PROMPT: Locate the line that contains "Given the photo above, point to the dark" in the entries below. Retype it and all following lines through the final one, character for character.

[start]

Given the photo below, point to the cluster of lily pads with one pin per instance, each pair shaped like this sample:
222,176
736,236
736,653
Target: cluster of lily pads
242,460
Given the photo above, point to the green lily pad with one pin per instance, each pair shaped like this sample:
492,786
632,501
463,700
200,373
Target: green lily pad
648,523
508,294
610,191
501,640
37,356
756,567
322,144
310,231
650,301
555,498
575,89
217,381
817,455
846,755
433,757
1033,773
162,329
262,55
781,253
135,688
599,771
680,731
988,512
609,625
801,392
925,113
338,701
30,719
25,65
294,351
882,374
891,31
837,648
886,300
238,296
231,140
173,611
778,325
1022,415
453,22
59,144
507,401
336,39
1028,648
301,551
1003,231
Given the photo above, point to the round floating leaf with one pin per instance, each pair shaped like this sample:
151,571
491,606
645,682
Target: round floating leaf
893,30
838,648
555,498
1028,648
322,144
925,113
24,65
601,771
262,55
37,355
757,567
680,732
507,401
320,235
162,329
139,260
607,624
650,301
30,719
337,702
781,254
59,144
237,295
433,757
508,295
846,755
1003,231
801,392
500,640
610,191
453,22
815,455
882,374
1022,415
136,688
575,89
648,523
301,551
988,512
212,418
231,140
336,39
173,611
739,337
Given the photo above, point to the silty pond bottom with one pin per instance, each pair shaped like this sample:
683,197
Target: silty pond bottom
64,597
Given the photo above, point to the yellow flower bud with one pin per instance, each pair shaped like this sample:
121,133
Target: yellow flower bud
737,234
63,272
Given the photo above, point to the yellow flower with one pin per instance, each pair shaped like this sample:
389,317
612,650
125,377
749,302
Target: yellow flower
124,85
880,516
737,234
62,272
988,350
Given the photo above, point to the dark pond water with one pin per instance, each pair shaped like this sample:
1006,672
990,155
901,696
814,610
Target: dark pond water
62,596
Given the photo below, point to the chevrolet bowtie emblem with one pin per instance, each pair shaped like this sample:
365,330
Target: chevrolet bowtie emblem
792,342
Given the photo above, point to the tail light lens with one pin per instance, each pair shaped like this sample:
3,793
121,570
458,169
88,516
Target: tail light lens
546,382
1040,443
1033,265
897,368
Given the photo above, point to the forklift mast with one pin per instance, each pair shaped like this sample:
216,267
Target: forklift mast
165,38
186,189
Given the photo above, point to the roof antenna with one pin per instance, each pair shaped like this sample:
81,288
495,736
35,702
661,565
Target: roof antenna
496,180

[end]

ANSWER BELOW:
Given the photo above, point to the dark pond water with one pin per instance, each pair shaped like this sample:
1006,672
990,155
901,696
814,610
Target: dark pond water
62,596
Given the photo below, point to the chevrolet bowtie emblem with one pin per instance, each pair shaped like this sample:
365,330
Target: chevrolet bowtie emblem
792,342
Given the photo above, point to the tail light lens with one pin per instance, each pair shaped like this sample:
3,793
121,570
458,169
88,516
Target: tail light lens
546,382
1040,443
1033,265
897,368
Given the photo above, point to the forklift mast with one pin per instance, each pair shaped like this sample:
216,267
Target: forklift mast
165,38
186,189
Given the photo above, point to the roof antenna with one pin per instance, each pair shaped like this sample:
81,288
495,736
35,702
661,565
Target: roof antenna
496,180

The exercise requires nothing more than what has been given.